== Supplied passage ==

In that sense, you're quite right. If you've got that issue, there are a number of formal studies (beginning with some at the US DoD) that demonstrate that error rates go sky high as fatigue sets in.
The medical community doesn't seem to have learned this either, from how they schedule interns and residents.
> Nathan Mates > -- > <*> Nathan Mates - personal webpage http://www.visi.com/~nathan/ > # Programmer at Pandemic Studios -- http://www.pandemicstudios.com/ > # NOT speaking for Pandemic Studios. "Care not what the neighbors > # think. What are the facts, and to how many decimal places?" -R.A. > Heinlein
Nathan Mates wrote: > There's quite a bit of evidence that there's a limit without > XP. Usually a bit higher (and depends on the person), but still under > the number of hours worked during crunch mode on games. Once you work > past a certain number of hours, productivity goes negative as you > have to spend time cleaning up after the mistakes of yesterday.
> You can argue this point till you're blue in the face. But, when > management doesn't care, then XP, non-XP, whatever you want to call > your development process is irrelevant. XP is *NOT* a silver bullet > for working sane hours. It's tangential to the real issue.
Not working long hours is the silver bullet for working long hours.
Studies (by game shops) have shown that if you actually track velocity, it does not go up as the hours get longer.
I suggested "design code and finish one level at a time". I'm not sure, but I suspect games grow breadth-first.
Just like working sane hours, there are people who will reject such radical ideas simply because they have never been done.

===
== Data extracts ==

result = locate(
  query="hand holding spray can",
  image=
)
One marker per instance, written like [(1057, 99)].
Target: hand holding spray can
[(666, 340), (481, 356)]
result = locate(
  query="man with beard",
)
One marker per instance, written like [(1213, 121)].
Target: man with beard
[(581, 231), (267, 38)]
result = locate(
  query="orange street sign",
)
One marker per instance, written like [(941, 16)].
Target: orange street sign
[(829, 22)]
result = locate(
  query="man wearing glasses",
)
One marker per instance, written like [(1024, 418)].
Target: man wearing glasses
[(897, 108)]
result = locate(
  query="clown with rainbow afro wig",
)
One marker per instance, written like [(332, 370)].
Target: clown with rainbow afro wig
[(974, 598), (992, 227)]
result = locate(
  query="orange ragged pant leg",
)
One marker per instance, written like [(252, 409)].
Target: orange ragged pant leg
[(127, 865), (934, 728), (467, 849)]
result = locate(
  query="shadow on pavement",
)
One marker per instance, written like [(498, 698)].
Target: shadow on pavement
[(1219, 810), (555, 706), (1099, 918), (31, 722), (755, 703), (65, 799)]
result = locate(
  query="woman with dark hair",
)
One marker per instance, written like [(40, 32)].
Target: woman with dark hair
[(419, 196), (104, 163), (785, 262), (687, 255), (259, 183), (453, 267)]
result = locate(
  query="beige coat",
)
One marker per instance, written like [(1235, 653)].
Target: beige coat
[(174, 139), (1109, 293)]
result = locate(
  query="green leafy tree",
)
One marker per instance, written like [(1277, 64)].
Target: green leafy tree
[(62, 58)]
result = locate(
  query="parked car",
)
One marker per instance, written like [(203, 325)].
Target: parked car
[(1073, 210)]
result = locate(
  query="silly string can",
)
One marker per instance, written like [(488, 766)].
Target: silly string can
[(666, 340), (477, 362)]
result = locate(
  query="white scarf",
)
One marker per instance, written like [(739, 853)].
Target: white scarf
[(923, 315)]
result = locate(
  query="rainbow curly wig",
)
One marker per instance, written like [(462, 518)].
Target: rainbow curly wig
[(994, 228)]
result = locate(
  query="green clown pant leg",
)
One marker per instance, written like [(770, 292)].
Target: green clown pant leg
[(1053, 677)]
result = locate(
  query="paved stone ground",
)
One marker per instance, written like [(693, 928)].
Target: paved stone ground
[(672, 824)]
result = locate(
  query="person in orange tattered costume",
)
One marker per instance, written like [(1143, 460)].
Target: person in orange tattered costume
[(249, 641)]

===

Exercise
Reproduce the passage on long working hours word for word, in its entirety. This material is separate from the passage on long working hours.

Task solution
In that sense, you're quite right. If you've got that issue, there are a number of formal studies (beginning with some at the US DoD) that demonstrate that error rates go sky high as fatigue sets in.
The medical community doesn't seem to have learned this either, from how they schedule interns and residents.
> Nathan Mates > -- > <*> Nathan Mates - personal webpage http://www.visi.com/~nathan/ > # Programmer at Pandemic Studios -- http://www.pandemicstudios.com/ > # NOT speaking for Pandemic Studios. "Care not what the neighbors > # think. What are the facts, and to how many decimal places?" -R.A. > Heinlein
Nathan Mates wrote: > There's quite a bit of evidence that there's a limit without > XP. Usually a bit higher (and depends on the person), but still under > the number of hours worked during crunch mode on games. Once you work > past a certain number of hours, productivity goes negative as you > have to spend time cleaning up after the mistakes of yesterday.
> You can argue this point till you're blue in the face. But, when > management doesn't care, then XP, non-XP, whatever you want to call > your development process is irrelevant. XP is *NOT* a silver bullet > for working sane hours. It's tangential to the real issue.
Not working long hours is the silver bullet for working long hours.
Studies (by game shops) have shown that if you actually track velocity, it does not go up as the hours get longer.
I suggested "design code and finish one level at a time". I'm not sure, but I suspect games grow breadth-first.
Just like working sane hours, there are people who will reject such radical ideas simply because they have never been done.